• Task inputs:
══════════

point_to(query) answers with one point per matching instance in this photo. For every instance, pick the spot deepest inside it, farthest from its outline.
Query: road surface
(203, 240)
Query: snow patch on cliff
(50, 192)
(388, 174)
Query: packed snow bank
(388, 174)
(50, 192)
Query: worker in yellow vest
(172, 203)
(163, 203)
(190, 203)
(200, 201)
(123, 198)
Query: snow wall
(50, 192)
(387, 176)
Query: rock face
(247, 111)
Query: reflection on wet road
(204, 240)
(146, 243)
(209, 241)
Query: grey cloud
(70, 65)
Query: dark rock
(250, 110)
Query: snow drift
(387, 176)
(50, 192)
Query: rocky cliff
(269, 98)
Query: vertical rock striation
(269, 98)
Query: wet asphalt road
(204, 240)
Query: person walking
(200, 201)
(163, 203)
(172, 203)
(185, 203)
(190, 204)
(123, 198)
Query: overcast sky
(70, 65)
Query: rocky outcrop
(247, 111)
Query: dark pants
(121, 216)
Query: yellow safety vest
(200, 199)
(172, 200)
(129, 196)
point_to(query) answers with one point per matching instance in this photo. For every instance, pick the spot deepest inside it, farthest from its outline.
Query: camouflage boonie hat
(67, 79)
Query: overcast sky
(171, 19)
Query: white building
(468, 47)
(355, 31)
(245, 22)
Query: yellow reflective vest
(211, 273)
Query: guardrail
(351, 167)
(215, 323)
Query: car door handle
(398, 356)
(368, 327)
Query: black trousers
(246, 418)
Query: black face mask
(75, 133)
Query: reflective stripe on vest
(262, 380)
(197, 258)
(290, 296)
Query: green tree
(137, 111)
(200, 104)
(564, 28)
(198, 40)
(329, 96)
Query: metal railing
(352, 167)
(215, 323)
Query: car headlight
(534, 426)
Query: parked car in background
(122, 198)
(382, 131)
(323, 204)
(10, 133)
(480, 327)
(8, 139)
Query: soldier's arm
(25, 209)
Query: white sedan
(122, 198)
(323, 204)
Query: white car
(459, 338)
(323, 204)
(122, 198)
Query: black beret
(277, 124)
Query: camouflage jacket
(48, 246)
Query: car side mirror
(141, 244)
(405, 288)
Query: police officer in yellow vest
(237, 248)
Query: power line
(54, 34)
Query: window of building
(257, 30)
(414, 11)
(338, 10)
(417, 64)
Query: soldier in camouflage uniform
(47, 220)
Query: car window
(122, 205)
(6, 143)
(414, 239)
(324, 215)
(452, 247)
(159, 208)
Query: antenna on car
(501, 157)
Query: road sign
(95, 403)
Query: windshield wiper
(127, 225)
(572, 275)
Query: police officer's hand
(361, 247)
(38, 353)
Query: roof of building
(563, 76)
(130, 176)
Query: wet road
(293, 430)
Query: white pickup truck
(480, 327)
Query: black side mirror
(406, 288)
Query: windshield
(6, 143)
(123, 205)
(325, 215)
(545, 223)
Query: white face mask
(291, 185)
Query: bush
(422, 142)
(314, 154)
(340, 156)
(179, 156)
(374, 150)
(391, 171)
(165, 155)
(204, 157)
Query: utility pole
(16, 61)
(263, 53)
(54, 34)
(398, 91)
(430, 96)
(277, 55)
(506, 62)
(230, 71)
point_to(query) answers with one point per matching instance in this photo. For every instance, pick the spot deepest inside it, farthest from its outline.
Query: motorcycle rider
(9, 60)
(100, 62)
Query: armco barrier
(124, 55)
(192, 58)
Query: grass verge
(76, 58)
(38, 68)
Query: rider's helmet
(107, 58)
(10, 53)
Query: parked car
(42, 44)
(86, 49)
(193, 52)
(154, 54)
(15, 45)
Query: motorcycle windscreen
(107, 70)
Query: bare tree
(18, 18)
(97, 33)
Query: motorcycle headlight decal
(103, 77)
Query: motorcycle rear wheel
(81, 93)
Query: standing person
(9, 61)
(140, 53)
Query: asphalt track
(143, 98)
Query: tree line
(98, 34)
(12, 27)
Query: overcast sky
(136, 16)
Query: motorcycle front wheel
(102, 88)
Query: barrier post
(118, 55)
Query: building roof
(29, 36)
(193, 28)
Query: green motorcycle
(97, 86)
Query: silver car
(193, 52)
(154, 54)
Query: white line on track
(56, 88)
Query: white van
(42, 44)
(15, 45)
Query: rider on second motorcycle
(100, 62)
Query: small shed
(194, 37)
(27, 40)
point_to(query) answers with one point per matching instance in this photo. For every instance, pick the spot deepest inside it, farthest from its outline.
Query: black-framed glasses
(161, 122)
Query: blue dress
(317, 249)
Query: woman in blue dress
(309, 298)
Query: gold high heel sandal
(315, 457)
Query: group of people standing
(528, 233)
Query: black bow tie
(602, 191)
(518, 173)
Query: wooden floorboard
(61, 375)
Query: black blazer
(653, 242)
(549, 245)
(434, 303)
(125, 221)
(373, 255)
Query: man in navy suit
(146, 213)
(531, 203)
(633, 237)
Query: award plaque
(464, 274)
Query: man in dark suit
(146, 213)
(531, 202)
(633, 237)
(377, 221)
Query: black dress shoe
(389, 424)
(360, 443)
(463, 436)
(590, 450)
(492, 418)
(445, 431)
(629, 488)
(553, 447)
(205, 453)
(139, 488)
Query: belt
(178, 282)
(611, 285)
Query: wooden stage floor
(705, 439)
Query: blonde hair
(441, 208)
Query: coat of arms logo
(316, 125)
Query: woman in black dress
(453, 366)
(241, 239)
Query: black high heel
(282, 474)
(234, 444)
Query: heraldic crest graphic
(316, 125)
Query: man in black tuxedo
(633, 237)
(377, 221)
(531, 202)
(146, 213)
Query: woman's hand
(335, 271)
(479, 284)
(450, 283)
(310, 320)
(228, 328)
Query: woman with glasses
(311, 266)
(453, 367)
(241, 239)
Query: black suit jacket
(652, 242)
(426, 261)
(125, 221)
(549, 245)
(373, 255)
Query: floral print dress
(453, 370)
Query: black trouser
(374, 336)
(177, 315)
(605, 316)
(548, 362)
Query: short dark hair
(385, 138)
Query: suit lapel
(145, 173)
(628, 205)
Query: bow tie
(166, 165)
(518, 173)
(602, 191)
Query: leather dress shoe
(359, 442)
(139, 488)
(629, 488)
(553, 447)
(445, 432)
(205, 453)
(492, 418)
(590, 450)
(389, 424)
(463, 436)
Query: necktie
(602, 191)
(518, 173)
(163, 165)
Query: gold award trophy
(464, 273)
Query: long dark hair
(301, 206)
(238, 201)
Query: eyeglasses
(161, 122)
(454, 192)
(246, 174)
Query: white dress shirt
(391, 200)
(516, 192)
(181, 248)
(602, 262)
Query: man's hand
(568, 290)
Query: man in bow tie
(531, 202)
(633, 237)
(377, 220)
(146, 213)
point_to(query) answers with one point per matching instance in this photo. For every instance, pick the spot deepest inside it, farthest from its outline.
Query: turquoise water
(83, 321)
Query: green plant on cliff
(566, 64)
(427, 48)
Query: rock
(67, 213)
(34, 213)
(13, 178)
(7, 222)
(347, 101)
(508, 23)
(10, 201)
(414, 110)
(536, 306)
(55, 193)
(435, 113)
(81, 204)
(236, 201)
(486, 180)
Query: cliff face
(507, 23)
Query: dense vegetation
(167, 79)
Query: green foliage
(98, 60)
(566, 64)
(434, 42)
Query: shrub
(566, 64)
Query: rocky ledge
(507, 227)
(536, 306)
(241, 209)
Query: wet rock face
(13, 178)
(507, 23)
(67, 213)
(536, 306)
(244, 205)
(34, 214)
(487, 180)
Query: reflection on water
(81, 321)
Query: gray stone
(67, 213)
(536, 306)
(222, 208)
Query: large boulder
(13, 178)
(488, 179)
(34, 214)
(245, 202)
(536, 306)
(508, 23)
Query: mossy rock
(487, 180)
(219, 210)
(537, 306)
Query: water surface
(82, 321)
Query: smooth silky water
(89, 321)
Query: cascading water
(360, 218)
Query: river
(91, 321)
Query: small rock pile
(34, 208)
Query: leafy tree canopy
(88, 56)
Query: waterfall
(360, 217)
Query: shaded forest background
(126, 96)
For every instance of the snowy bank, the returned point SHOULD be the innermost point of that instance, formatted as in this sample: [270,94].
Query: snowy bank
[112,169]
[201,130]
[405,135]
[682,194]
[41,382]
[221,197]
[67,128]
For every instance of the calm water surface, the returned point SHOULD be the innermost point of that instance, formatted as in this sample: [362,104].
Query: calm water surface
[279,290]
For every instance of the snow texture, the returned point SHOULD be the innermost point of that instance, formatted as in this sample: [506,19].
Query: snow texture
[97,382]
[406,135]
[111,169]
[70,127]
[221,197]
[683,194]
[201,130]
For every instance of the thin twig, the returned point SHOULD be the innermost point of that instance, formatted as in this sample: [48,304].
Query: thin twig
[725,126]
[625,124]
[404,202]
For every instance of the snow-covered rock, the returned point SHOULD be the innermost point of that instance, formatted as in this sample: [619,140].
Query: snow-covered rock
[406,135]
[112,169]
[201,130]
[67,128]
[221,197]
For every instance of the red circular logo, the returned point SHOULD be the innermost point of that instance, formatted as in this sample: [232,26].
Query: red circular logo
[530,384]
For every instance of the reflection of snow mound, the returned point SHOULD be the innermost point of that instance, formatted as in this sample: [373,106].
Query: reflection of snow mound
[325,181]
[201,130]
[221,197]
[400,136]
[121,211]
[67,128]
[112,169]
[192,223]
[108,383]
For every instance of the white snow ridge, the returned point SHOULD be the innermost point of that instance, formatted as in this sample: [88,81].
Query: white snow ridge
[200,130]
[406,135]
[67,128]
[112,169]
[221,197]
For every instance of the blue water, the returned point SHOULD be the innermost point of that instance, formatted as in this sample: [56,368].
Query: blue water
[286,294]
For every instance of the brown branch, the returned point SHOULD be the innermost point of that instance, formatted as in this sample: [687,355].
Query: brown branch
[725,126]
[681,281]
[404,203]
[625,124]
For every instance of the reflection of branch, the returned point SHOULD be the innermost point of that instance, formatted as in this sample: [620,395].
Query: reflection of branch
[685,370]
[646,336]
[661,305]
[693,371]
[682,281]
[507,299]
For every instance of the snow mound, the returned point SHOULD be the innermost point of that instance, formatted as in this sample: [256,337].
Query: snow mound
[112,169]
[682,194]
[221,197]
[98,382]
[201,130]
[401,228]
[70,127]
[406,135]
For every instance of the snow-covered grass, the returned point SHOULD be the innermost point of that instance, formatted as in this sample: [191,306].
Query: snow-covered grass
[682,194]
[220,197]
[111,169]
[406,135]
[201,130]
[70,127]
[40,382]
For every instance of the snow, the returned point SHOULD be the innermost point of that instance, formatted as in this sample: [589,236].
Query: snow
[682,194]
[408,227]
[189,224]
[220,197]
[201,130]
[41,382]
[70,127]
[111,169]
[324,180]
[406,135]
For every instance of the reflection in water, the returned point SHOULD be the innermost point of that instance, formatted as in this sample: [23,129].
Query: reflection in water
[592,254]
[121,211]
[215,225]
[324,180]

══════════

• Problem requirements:
Return exactly the lines above from the line that has "Query: leafy tree canopy" through the line that has "For every instance of the reflection of snow", inclusive, and nothing else.

• The completed task:
Query: leafy tree canopy
(88, 56)
Query: waterfall
(360, 217)
Query: shaded forest background
(126, 96)
For every instance of the snowy bank, the returned point SHOULD be the innermost point of that instance, formatted as in this sample: [270,94].
Query: snowy bank
[112,169]
[201,130]
[405,135]
[682,194]
[41,382]
[221,197]
[67,128]
For every instance of the calm water surface, the returned point SHOULD be the innermost point of that instance, formatted as in this sample: [362,104].
Query: calm water surface
[279,290]
For every instance of the snow texture, the returned point SHOULD be the innermost point of that instance, formatted as in this sample: [506,19].
Query: snow texture
[97,382]
[406,135]
[111,169]
[70,127]
[221,197]
[683,194]
[201,130]
For every instance of the thin twig, the returned point SHOULD be the innermost point of that instance, formatted as in this sample: [48,304].
Query: thin twig
[725,126]
[625,124]
[404,202]
For every instance of the snow-covered rock, the returned point SHOULD be the innermost point of that instance, formatted as in this sample: [619,140].
Query: snow-covered rock
[406,135]
[112,169]
[201,130]
[67,128]
[221,197]
For every instance of the red circular logo, the returned point SHOULD be the innermost point of that instance, formatted as in this sample: [232,26].
Query: red circular logo
[530,384]
For every instance of the reflection of snow mound, the returned point SHOULD be the innermost point of that instance, formatted as in this sample: [373,106].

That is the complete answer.